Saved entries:
((

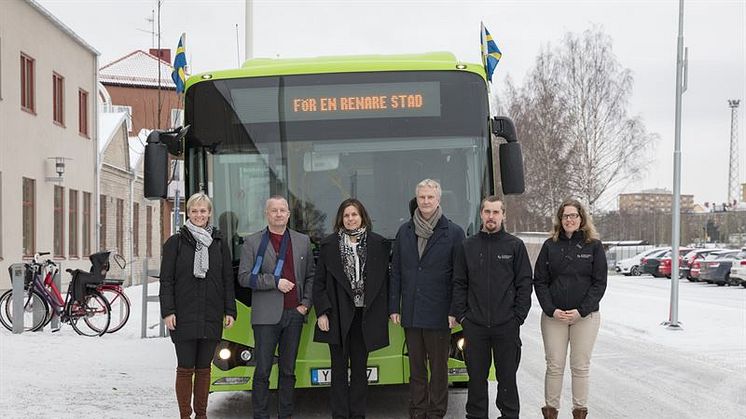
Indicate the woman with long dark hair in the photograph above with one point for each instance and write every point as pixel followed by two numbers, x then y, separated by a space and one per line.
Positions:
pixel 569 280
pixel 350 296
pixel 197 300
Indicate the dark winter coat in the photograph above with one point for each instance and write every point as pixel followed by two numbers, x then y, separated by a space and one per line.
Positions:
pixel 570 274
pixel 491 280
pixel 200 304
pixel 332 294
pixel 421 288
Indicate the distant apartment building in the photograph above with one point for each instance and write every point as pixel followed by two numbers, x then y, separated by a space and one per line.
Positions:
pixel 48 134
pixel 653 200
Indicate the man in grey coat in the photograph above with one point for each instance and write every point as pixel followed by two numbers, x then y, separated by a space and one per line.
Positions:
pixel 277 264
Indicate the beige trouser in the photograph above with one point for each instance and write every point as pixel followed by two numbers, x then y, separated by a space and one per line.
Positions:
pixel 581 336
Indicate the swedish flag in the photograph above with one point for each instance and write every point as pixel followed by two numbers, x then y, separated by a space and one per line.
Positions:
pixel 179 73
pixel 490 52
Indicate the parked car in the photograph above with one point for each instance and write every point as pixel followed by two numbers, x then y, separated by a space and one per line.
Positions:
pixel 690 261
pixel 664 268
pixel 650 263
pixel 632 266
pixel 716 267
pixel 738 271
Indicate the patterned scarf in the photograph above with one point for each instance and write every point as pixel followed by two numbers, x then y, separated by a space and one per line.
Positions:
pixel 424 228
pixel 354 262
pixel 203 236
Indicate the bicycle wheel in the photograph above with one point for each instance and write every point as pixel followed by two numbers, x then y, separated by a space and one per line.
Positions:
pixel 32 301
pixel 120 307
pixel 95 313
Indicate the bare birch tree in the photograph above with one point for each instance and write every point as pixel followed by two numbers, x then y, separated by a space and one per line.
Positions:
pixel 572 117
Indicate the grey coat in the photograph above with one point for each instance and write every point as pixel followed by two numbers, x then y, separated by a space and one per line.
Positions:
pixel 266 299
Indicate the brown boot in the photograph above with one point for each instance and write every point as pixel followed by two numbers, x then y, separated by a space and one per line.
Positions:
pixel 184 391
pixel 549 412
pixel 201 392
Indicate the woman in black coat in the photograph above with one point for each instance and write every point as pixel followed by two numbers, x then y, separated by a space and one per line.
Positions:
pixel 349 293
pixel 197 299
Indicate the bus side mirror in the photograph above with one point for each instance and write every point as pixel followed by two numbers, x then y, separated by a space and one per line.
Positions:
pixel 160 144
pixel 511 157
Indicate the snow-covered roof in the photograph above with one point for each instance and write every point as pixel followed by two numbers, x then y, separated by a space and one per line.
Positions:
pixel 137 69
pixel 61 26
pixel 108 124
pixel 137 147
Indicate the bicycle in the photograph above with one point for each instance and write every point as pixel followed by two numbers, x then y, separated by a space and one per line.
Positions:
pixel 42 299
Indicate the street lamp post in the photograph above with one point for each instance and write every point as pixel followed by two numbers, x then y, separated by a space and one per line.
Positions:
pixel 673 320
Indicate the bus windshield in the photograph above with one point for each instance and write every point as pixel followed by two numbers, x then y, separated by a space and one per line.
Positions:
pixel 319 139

))
((

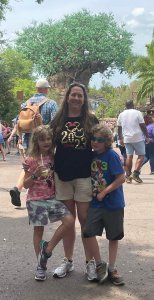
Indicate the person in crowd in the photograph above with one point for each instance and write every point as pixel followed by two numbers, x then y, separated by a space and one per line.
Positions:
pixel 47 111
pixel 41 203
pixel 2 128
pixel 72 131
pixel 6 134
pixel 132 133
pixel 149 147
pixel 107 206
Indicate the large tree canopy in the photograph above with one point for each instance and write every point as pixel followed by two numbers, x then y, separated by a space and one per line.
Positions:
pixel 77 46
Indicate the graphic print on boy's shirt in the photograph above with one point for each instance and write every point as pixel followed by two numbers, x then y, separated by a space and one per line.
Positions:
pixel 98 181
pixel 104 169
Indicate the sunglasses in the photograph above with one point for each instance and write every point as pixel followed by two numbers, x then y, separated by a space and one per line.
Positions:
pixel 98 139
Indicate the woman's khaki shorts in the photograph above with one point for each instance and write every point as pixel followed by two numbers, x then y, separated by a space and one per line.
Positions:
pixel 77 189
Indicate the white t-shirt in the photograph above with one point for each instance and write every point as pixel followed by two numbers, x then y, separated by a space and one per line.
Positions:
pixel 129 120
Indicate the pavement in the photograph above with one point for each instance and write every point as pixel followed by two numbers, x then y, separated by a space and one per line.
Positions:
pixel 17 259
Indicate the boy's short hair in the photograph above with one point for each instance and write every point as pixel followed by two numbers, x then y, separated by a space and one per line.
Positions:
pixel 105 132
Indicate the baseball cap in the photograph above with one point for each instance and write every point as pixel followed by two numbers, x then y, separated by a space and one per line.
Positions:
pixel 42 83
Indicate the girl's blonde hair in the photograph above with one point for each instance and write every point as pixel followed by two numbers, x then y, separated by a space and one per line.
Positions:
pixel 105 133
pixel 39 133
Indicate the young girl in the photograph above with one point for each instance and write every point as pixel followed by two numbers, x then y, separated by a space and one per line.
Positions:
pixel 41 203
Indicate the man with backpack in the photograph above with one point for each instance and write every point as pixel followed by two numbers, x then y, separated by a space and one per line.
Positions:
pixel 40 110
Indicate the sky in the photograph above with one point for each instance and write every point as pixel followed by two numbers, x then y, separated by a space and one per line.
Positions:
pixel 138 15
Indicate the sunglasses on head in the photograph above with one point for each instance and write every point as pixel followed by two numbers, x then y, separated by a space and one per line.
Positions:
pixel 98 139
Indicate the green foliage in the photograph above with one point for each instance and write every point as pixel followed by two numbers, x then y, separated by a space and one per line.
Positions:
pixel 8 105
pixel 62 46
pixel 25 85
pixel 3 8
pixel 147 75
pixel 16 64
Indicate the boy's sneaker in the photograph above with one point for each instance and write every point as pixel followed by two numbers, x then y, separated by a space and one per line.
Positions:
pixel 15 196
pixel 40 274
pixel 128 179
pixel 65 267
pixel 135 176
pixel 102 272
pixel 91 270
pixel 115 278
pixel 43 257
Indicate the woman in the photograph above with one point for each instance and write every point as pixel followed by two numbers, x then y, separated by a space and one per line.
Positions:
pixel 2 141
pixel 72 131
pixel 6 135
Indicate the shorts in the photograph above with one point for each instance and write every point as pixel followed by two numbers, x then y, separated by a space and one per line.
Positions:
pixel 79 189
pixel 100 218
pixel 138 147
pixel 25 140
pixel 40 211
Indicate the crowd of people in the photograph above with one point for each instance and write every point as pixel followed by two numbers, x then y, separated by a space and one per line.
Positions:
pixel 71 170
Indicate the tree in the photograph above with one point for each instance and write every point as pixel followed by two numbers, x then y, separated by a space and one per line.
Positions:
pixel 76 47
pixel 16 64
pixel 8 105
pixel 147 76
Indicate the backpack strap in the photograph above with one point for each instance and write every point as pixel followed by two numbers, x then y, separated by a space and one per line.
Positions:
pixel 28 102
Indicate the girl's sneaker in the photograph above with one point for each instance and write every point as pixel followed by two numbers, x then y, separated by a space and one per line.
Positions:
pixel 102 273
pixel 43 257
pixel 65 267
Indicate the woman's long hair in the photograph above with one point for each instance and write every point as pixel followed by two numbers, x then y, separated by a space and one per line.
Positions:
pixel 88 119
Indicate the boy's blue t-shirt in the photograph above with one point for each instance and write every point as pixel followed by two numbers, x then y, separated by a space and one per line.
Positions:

))
((

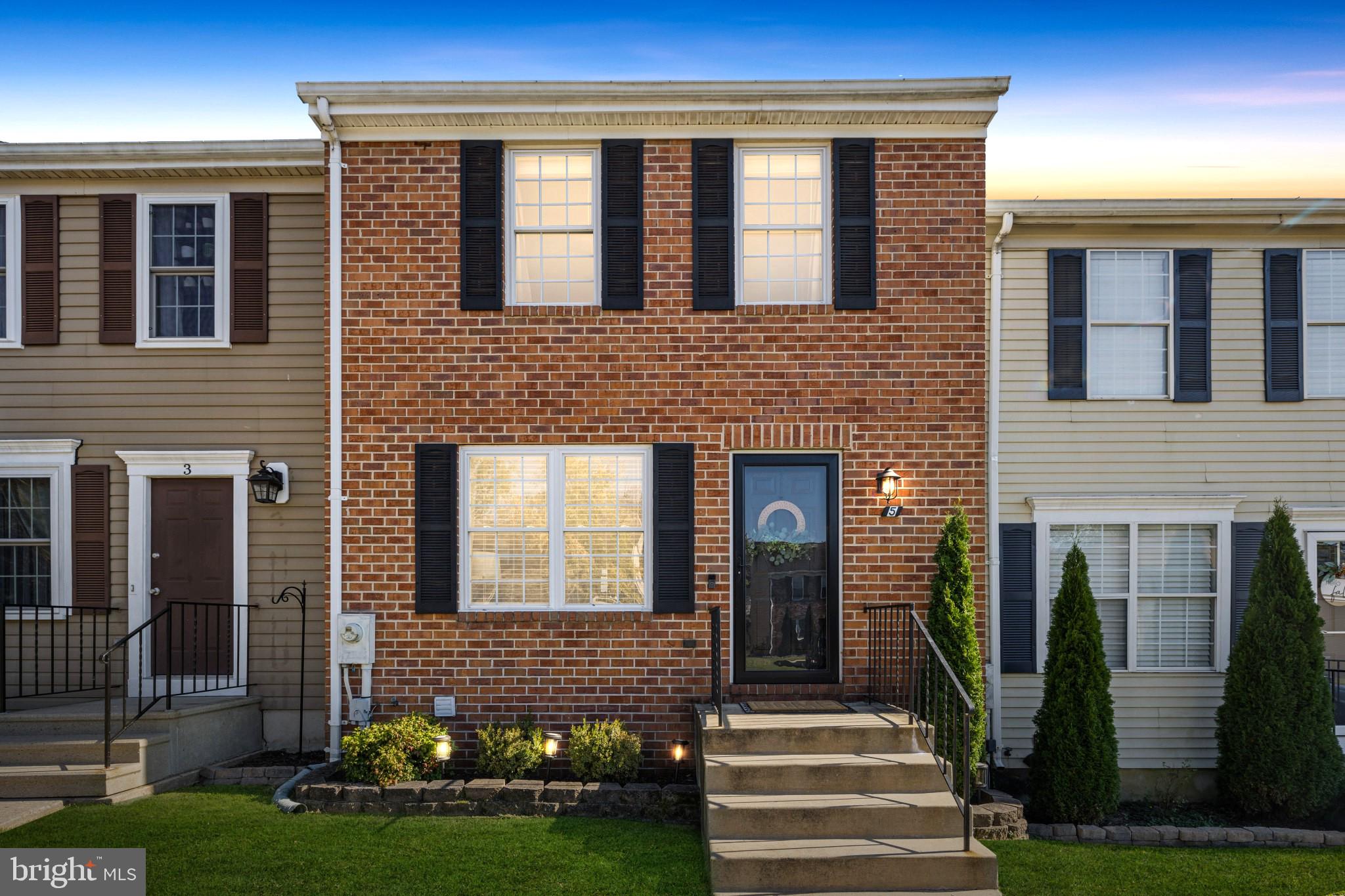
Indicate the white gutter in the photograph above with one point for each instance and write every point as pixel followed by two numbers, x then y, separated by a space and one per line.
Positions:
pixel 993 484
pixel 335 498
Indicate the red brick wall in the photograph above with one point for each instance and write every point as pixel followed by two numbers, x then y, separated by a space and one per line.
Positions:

))

= Exercise goal =
Tell me how many lines of the records include the word "girl", and say nothing else.

= Response area =
3